Provided entries.
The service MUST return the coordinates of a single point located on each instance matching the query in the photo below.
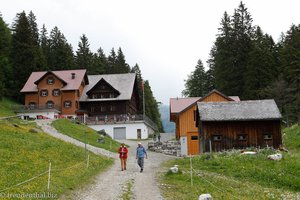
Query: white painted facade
(183, 146)
(132, 129)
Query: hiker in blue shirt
(140, 155)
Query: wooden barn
(183, 113)
(227, 125)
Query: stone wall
(171, 147)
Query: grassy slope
(231, 175)
(5, 107)
(77, 131)
(25, 155)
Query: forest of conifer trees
(24, 49)
(246, 62)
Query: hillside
(6, 107)
(231, 175)
(25, 156)
(168, 126)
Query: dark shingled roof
(123, 83)
(239, 111)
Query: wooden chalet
(227, 125)
(183, 113)
(110, 95)
(53, 93)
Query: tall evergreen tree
(111, 62)
(140, 83)
(151, 106)
(290, 64)
(121, 65)
(61, 55)
(194, 85)
(99, 62)
(5, 66)
(44, 44)
(24, 53)
(84, 56)
(261, 68)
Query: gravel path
(111, 184)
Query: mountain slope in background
(168, 126)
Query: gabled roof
(177, 105)
(221, 94)
(239, 111)
(123, 83)
(102, 80)
(64, 75)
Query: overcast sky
(165, 37)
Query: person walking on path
(123, 156)
(140, 155)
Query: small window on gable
(50, 81)
(268, 136)
(112, 108)
(102, 108)
(217, 138)
(32, 105)
(50, 104)
(242, 137)
(44, 93)
(67, 104)
(56, 92)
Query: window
(50, 104)
(194, 137)
(67, 104)
(103, 108)
(32, 105)
(92, 109)
(56, 92)
(44, 93)
(242, 137)
(112, 108)
(217, 137)
(268, 136)
(50, 81)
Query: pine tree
(151, 106)
(140, 84)
(121, 65)
(194, 85)
(5, 66)
(44, 44)
(111, 62)
(99, 62)
(261, 69)
(24, 53)
(290, 64)
(84, 56)
(61, 55)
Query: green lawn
(78, 131)
(234, 176)
(25, 155)
(6, 107)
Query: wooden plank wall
(254, 130)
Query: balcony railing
(31, 108)
(114, 119)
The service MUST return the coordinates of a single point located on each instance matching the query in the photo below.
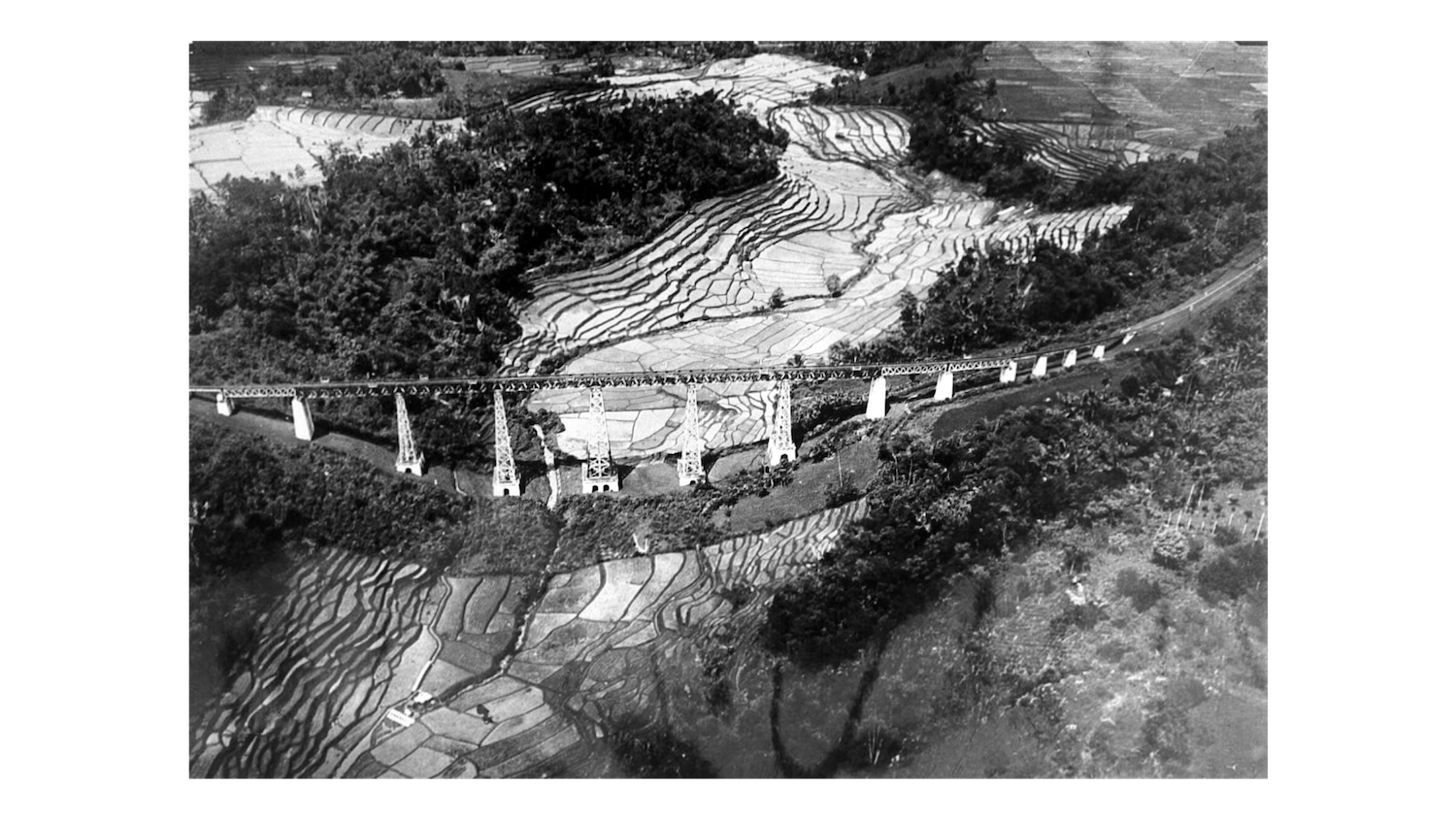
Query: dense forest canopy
(1191, 413)
(405, 264)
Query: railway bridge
(599, 475)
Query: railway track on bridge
(638, 378)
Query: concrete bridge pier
(945, 386)
(877, 398)
(302, 419)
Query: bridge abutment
(597, 475)
(302, 419)
(876, 408)
(945, 386)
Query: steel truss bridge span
(608, 380)
(599, 475)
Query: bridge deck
(579, 380)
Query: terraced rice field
(355, 638)
(1171, 93)
(584, 658)
(344, 641)
(701, 294)
(280, 139)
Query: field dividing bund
(817, 256)
(1174, 93)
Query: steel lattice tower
(690, 464)
(410, 458)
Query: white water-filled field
(285, 140)
(838, 238)
(376, 668)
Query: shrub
(1143, 592)
(1235, 572)
(1171, 548)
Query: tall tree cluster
(407, 264)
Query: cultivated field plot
(1174, 95)
(1076, 150)
(701, 294)
(344, 641)
(760, 83)
(281, 139)
(585, 658)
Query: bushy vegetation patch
(411, 262)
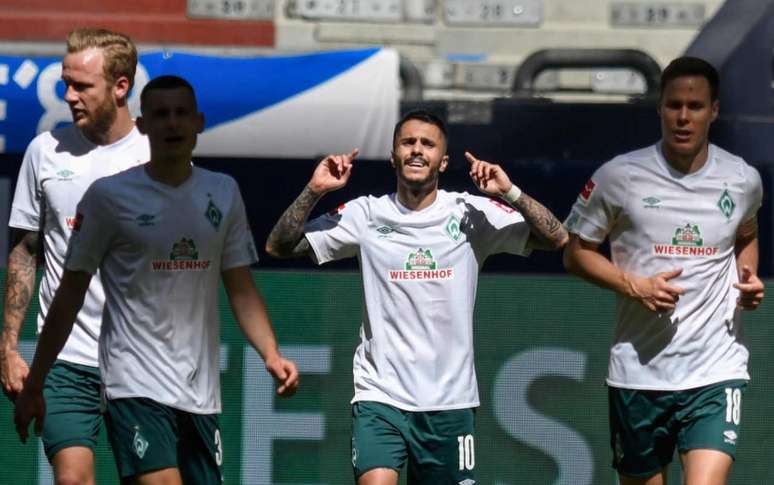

Assignment. Give again, exactly, each line from the one that contains "Query: balcony railing" through the last line of the material above. Pictures do not belong in the copy.

Written solution.
Query: balcony railing
(31, 108)
(114, 119)
The service MUST return the coordinates of a single point located on each instance matching the query in the photo below.
Query: dense forest canopy
(1191, 413)
(405, 264)
Query: railway bridge
(599, 475)
Query: railway track on bridge
(638, 378)
Query: concrete bridge pier
(945, 386)
(877, 398)
(302, 419)
Query: bridge abutment
(597, 475)
(302, 419)
(876, 408)
(945, 386)
Query: steel truss bridge span
(608, 380)
(599, 475)
Query: bridge deck
(579, 380)
Query: terraced rice field
(355, 638)
(1171, 93)
(584, 658)
(344, 641)
(701, 294)
(280, 139)
Query: field dividing bund
(817, 256)
(1174, 93)
Query: steel lattice tower
(690, 464)
(410, 458)
Query: white water-filled field
(285, 140)
(838, 238)
(376, 668)
Query: shrub
(1143, 592)
(1235, 572)
(1171, 548)
Query: tall tree cluster
(407, 264)
Query: cultivated field plot
(1174, 95)
(1076, 150)
(701, 294)
(344, 641)
(760, 83)
(281, 139)
(585, 658)
Query: bushy vegetation patch
(411, 262)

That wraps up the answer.